Extracted data ::
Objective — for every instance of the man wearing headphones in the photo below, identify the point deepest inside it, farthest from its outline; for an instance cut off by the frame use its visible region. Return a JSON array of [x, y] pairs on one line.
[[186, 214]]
--
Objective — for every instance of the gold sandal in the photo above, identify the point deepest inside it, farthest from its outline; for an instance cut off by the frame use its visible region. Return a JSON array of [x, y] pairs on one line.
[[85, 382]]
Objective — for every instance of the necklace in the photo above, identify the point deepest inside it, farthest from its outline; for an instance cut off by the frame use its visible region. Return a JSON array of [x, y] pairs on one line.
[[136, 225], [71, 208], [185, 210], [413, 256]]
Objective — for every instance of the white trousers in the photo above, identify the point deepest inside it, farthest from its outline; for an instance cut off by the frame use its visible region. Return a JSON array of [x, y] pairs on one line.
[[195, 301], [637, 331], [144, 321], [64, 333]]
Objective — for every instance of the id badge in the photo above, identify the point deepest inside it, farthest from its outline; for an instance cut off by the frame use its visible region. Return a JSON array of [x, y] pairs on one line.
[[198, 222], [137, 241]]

Your goal :: Please copy out, word for word, the rows above, starting with the line containing "Objective — for every instance of the gold" and going on through the line containing "[[85, 382]]", both ends included.

Response ::
Objective — for every instance of the gold sandal in the photo above, identify the point deepest inside it, farthest from its outline; for an instance cut off by the frame use its visible region. Return a JSON array of [x, y] pairs on one line.
[[85, 382]]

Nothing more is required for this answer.